'''

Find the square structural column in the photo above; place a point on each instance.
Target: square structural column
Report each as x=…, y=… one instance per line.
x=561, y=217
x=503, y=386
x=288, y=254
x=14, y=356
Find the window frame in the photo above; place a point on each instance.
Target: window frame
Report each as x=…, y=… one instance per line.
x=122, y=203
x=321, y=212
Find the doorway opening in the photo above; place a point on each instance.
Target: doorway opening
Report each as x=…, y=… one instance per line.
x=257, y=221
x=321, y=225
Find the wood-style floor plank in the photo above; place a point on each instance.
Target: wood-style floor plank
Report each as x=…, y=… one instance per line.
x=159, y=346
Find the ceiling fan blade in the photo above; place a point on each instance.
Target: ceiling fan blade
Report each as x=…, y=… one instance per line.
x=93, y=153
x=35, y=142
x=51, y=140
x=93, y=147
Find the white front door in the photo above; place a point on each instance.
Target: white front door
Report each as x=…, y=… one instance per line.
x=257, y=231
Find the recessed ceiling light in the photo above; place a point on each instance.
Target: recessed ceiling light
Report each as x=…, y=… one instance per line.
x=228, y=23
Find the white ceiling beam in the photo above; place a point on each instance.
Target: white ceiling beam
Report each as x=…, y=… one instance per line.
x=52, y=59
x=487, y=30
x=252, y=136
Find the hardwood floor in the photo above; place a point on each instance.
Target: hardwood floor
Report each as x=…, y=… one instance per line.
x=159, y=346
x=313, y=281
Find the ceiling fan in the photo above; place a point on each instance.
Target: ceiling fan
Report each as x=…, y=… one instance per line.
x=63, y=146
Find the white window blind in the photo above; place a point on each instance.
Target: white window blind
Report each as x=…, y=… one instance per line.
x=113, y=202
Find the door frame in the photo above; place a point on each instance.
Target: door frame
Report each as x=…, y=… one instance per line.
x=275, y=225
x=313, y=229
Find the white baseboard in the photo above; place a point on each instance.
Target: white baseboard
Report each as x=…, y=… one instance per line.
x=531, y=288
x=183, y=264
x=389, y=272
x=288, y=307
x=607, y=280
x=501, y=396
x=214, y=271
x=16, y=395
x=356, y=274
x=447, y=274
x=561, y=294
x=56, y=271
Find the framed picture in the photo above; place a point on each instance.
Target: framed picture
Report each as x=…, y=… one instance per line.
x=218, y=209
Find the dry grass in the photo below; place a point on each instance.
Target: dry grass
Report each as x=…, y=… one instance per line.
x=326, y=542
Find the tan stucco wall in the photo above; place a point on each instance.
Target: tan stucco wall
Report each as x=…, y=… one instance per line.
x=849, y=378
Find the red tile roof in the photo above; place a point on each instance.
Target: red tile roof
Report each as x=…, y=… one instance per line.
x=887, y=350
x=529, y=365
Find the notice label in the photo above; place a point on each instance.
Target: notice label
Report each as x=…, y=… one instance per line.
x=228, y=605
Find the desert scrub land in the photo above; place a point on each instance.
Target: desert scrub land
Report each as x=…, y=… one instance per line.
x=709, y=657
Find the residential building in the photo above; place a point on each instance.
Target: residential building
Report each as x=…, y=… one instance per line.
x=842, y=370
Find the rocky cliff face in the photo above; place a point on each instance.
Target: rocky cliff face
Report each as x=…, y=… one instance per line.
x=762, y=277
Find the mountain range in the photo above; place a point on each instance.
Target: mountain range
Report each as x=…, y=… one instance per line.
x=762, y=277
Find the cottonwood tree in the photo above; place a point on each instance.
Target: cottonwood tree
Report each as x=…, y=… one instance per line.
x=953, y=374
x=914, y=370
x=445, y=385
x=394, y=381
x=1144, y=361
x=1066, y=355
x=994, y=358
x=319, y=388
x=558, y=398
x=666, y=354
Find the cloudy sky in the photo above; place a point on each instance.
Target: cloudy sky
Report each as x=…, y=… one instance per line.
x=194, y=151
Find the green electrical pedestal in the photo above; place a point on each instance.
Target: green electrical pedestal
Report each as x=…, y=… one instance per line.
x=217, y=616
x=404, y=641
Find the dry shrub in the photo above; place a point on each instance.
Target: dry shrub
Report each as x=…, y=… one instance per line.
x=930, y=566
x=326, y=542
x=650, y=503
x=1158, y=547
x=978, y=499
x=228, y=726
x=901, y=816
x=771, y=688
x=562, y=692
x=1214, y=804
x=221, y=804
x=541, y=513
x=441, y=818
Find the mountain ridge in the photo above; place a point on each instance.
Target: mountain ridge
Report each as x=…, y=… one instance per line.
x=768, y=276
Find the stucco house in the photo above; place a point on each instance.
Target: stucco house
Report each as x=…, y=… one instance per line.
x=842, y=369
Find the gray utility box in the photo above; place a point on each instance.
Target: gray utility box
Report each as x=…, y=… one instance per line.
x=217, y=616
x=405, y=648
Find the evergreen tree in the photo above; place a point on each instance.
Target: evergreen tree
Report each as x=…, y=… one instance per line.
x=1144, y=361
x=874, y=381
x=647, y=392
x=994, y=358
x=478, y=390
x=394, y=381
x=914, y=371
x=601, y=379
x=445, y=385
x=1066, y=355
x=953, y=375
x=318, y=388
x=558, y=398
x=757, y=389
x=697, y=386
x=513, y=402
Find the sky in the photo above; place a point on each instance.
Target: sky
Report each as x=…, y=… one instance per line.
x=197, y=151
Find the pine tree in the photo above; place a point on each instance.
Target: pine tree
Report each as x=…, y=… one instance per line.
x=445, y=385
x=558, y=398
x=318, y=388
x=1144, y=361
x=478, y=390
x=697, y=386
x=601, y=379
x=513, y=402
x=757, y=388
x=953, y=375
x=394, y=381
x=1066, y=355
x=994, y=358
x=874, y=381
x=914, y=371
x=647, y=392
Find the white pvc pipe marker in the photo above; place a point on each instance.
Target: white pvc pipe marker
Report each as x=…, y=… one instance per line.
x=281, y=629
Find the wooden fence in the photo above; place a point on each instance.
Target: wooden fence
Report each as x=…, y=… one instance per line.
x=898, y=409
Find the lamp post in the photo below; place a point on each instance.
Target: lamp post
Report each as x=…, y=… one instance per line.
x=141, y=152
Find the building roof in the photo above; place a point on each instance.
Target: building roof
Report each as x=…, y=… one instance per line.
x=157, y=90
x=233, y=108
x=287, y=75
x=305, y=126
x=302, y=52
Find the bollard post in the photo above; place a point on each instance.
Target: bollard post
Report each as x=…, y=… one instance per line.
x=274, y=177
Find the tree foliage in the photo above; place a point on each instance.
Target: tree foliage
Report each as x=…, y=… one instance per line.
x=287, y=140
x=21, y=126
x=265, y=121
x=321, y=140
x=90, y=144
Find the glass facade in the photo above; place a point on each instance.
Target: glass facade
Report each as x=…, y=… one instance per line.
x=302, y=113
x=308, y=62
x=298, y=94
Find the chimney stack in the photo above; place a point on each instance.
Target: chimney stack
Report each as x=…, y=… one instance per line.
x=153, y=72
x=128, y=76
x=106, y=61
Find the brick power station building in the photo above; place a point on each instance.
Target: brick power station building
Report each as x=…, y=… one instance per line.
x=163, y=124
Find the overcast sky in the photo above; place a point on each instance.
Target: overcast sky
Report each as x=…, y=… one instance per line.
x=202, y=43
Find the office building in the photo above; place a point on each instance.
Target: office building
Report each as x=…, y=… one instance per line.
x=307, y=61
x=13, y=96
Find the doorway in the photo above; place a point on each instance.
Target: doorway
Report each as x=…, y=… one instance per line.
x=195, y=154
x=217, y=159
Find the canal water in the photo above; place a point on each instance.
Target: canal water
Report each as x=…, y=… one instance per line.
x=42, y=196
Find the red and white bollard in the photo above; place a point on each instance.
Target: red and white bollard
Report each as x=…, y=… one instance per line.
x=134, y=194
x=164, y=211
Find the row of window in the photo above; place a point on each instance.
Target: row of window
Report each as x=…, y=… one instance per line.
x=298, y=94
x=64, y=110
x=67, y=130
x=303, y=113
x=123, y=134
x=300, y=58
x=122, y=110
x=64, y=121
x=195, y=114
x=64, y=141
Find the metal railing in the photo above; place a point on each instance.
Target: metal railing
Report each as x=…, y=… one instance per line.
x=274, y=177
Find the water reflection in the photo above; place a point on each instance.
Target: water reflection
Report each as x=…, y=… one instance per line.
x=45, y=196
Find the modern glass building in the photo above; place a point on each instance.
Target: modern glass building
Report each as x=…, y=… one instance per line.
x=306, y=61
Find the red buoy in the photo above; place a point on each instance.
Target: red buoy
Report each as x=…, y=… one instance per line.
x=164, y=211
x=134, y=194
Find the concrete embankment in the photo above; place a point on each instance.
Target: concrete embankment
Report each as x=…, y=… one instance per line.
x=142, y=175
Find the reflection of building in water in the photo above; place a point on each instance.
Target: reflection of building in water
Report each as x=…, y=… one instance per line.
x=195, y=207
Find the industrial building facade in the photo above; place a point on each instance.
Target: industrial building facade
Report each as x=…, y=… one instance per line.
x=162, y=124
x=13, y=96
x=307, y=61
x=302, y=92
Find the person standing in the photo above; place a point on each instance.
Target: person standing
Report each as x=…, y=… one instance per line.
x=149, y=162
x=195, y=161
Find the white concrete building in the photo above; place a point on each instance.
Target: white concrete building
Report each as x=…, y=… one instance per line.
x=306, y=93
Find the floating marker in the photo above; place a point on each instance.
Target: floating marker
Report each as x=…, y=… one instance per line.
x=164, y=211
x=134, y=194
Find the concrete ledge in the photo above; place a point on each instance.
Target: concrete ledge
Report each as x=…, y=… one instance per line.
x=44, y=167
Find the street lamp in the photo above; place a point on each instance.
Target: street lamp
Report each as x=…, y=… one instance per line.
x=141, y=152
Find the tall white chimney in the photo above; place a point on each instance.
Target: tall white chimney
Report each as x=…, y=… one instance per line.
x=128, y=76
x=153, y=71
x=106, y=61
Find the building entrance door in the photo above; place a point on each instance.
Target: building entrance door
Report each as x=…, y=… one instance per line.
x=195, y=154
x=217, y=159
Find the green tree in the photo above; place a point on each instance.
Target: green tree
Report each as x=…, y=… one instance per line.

'''

— What you will do —
Beginning with the top line of the data above, output every line exactly until the one that contains "Target: white window blind", and include that one too.

— Result —
Find the square structural column in the photo above; place a point on each instance.
Target: square structural column
Report each as x=…, y=… one instance per line.
x=561, y=217
x=503, y=386
x=288, y=254
x=14, y=356
Find the window frame in the photo above; place a point on each instance.
Target: window frame
Report each as x=…, y=… one instance per line.
x=122, y=203
x=321, y=212
Find the doorway opening in the photo above; place a point on each instance.
Target: doorway opening
Report each as x=…, y=… one instance per line.
x=257, y=221
x=321, y=225
Find the wood-style floor plank in the photo above; place a point on each instance.
Target: wood-style floor plank
Report each as x=…, y=… one instance per line.
x=159, y=346
Find the ceiling fan blade in the photo above; place a point on each instance.
Target: ceiling fan blade
Report each as x=…, y=… one instance per line.
x=93, y=153
x=35, y=142
x=51, y=140
x=93, y=147
Find the white front door in the photo above; place a point on each instance.
Target: white front door
Report each as x=…, y=… one instance per line.
x=257, y=231
Find the recessed ceiling light in the photo above; place a point on each instance.
Target: recessed ceiling light
Report each as x=…, y=… one instance per line.
x=228, y=23
Find the white ceiling beam in the photo above; place a point on each instance.
Target: white ceiling beam
Report each as x=…, y=… one instance per line.
x=52, y=59
x=487, y=30
x=252, y=136
Find the hardwood floor in the photo above; place a point on each instance.
Target: hardwood floor
Report each as x=…, y=… one instance per line.
x=159, y=346
x=313, y=281
Find the ceiling fan in the photo above; place a point on each instance.
Target: ceiling fan
Report each as x=…, y=… one instance per line.
x=63, y=146
Find the white window blind in the photo above; place a point on each instance.
Target: white window blind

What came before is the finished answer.